## Stated problem:
Reproduce, word for word, the part of the butterfly trip diary that opens with the words containing "After lunch the" and closes with "the nearby trails.".

## Text segment:
※

David walked a bit up the road and checked out the Jocotoco Foundation’s Narupa reserve, and the track into it was great. There was even a place to park the bus there, maybe a km or so up from the restaurant, so we had lunch there and walked up and down the km or so track. Nice and wide, some old road cut into the hillside, and good bugs coming to the bait. Lots of new species for our list, Lycorea, more satyrs of course, and finally some Callicore.

 

Day 20 Nov 27 – some of us drive 2 hours to Antisana, a trip I’ve wanted to do for a while. Great views of andean condor, sometimes flying below us, and andean lapwing with chicks, and the buff-necked ibis, but no butterflies. We get up to 3800m and it gets windy, so it’s pretty chilly, but we get good views of the mountain and the glaciers. However it sure feels good to get back to the hot pools at Papallacta.

 

Day 21 Nov 28 – depart Papallacta, back to the hotel Zaysant near the airport at Quito to drop off some people from leg 1 and pick up 4 new folks for leg 2. We have lunch at the hotel, after walking the same rail to trail hike we did the day we arrived. Same results, almost no butterflies but a new walk down into the ravine. This time we’re cleverer and have the bus pick us up 4 km down the trail across the river. It’s a steep road, and we’re all impressed that the bus makes it down, and back up.

 

After lunch the 2nd group of us drive through Quito and over to the west for the 2nd part of our trip. We go to Tandayapa Birding Lodge for the next 3 nights, at about 1650m. It’s drizzly when we arrive late in the afternoon about 4pm, so we only have time for a quick scout of the nearby trails.

 

Day 22 Nov 29 – walk trails around the lodge. This is where I had my fabulous clearwing lek years ago. We see plenty of clearwings, but so far only the two common species, Ithomia terra and Greta andromica, mostly I.terra. The day starts out bright and sunny, but by 10am it’s totally clouded over and cool, and the butterflies all disappear under leaves.

 

We get a few new ones, Epiphile epimenes, the beautiful blue dorsal banner, and some Adelpha and as always, more satyrs.

 

Day 23 Nov 30 – Our 2nd day at Tandayapa starts out brilliantly sunny, not a cloud in the sky, and everybody is excited at breakfast. We leave about 8, driving up the dirt road to Bellavista, the other well known birding lodge, about 2100m, and a bit beyond, to the intersection that’s good for tanager finch at 2200m. Another bus of birders is there, how dare they. We work up the road, but it suddenly clouds up by 9am, bummer. It just gets cooler and darker as the morning goes on, so not too many butterflies.

 

We walk back down the road, as it’s only 8 km to the turnoff to our lodge. Chris and Roger make it almost all the way back, while the rest of us get on and off the bus as it comes down the road. There is a good patch by a small house of yellow flowers that has lots of Parphorus skippers and Vettius coryna, which we have seen almost everywhere. David catches a small centipede-snake and brings it back to the lodge to show everyone. Chris and Roger found a snail-eating snake last night, walking around the lodge. Two snakes in two days, pretty good.

※

## Given data:
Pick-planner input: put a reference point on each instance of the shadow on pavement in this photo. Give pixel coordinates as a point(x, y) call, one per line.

※

## Exercise solution:
After lunch the 2nd group of us drive through Quito and over to the west for the 2nd part of our trip. We go to Tandayapa Birding Lodge for the next 3 nights, at about 1650m. It’s drizzly when we arrive late in the afternoon about 4pm, so we only have time for a quick scout of the nearby trails.